======== Extract ========

Stefan or Stjepan Ilija Verković was a 19th-century Bosnian ethnographer and folklorist. Born to Bosnian Croat parents, he identified as South Slav and initially he supported the Serbian and later the Bulgarian national cause.

Biography
Verković was born in Ugljari, Ottoman Empire on March 5, 1821. He passed his education in the Franciscan school of Tolisa (1830–1833), and then studied philosophy and theology in Zagreb University, where he was influenced by the ideas of the Illyrian movement. In 1843, he contacted the Serbian government and in the following years he served secret missions in parts of today Croatia, Montenegro, Kosovo and Serbia, then under Austrian or Ottoman rule. During his tours through the Balkan lands he searched for medieval Slavonic manuscripts, antique coins and various antiques, recorded folk songs and customs.

In 1848 he met in Belgrade Ilija Garašanin and adopted his pan-Serbian ideas. Subsequently, he refused a job in the Serbian state administration, and in 1850 he moved to Serres in the Ottoman Empire, where he spent nearly 20 years. In 1862 he agreed to become an agent of the Serbian government in the Ottoman Empire, and to study the regional Slavic folklore in Macedonia and Thrace. His secret mission was to help Macedonian Slavs to be considered Serb, rather than Greeks, and thus helping to resolve the Eastern Question. Since then, until 1875, Verkovic has regularly sent secret reports to the Serbian government. He regularly supplied also coins from the area to Copenhagen, Paris, London and the Hermitage. Verković became then also a member of SANU.

========

_Exercises to complete_:
A) Render this sentence from the Verković biography in Spanish: "In 1848 he met in Belgrade Ilija Garašanin and adopted his pan-Serbian ideas."
B) Per the Verković biography, to which town did he move in 1850?
Rely solely on the Verković biography.

======== Data records ========

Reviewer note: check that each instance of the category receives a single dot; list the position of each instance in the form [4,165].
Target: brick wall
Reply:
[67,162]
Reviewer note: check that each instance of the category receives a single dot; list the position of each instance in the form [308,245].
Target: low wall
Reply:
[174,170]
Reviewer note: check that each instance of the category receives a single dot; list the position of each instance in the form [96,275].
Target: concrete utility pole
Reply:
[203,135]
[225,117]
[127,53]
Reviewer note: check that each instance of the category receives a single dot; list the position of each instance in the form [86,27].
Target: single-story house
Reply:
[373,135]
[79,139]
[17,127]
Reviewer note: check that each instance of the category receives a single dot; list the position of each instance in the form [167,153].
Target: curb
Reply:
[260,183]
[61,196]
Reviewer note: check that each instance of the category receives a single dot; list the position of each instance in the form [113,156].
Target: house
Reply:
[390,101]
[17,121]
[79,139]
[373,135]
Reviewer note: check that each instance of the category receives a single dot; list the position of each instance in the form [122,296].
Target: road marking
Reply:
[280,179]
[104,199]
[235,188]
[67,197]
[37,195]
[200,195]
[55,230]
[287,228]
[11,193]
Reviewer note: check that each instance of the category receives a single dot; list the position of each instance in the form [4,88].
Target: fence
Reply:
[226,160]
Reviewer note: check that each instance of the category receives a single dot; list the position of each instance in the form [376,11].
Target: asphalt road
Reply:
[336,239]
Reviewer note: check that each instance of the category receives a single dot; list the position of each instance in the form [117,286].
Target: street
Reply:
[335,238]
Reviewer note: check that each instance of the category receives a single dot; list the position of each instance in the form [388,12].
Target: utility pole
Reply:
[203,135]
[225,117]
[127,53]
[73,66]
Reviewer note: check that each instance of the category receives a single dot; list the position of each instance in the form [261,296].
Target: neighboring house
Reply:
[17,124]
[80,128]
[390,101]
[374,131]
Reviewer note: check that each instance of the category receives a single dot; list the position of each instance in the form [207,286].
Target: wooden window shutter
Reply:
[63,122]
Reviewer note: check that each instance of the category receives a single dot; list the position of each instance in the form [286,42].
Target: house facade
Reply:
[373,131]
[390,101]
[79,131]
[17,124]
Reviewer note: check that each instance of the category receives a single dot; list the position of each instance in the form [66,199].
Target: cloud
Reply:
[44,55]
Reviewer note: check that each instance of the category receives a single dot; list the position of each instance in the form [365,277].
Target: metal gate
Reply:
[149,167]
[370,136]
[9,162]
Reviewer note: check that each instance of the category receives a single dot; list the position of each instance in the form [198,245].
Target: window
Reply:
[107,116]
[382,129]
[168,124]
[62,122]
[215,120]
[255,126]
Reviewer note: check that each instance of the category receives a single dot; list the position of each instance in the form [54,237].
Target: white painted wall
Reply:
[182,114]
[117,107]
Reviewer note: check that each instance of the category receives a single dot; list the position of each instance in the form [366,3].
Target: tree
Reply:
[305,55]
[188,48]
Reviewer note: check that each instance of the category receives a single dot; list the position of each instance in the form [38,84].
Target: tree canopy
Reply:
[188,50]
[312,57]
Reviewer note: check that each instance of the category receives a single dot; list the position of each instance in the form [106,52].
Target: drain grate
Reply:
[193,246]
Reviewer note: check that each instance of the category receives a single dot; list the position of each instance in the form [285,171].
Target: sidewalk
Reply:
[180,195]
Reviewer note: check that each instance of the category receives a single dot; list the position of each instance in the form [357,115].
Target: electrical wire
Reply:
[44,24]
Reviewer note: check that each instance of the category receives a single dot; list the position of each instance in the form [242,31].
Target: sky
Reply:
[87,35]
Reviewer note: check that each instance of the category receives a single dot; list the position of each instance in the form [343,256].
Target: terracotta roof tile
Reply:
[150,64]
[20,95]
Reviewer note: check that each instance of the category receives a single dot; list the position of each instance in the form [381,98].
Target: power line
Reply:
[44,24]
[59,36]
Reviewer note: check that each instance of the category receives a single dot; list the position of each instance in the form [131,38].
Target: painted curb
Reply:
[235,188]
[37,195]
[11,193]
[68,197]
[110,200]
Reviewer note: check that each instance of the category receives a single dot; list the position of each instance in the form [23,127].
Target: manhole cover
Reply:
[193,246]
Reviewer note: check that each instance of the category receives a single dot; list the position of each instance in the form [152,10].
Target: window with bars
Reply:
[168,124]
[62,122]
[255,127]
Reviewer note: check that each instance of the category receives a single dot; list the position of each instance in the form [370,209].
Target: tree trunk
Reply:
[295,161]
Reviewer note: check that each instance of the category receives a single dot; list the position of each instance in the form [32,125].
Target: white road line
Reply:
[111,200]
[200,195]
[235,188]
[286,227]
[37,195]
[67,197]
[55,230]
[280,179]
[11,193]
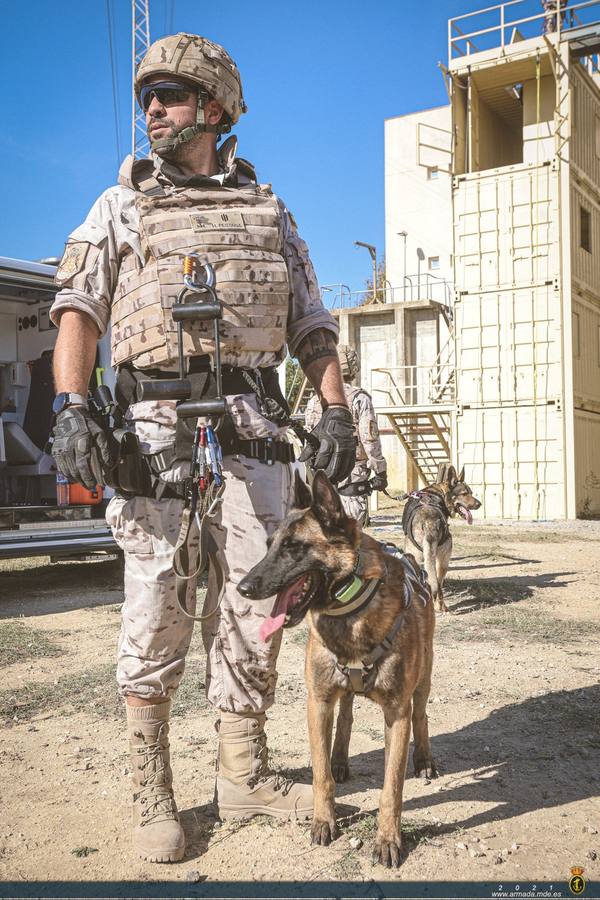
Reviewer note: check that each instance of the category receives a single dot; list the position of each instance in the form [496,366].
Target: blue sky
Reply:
[319,79]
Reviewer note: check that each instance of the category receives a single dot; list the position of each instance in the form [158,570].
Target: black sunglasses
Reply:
[166,92]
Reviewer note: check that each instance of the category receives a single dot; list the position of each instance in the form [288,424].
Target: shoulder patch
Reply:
[72,261]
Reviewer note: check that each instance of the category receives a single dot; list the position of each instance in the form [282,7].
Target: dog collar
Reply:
[354,593]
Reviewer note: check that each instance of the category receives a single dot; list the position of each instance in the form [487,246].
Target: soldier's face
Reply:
[167,121]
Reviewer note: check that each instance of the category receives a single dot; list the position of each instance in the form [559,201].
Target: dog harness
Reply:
[354,595]
[416,501]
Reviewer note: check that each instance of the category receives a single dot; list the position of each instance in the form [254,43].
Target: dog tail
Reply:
[429,550]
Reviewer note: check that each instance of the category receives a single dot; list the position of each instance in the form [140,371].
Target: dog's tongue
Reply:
[286,599]
[466,514]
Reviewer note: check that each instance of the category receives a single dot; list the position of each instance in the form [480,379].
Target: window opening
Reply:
[585,229]
[576,346]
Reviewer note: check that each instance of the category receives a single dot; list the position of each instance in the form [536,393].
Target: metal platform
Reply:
[77,538]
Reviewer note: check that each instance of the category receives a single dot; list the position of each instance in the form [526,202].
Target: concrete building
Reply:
[526,217]
[487,350]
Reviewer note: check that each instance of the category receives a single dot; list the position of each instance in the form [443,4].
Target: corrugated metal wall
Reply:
[585,264]
[587,463]
[509,426]
[585,272]
[584,127]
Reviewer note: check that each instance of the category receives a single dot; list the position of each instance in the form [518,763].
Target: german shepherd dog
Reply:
[319,561]
[425,524]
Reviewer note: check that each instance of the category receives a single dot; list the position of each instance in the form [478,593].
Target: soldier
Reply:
[552,9]
[369,457]
[122,268]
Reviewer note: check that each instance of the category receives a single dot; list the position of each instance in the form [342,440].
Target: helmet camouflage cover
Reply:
[349,363]
[202,62]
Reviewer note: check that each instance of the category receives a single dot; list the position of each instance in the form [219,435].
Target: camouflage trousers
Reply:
[357,507]
[155,634]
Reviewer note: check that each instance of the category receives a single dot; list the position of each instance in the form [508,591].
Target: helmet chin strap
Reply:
[168,146]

========

_Results_:
A) En 1848 conoció en Belgrado a Ilija Garašanin y adoptó sus ideas panserbias.

B) Serres, in the Ottoman Empire.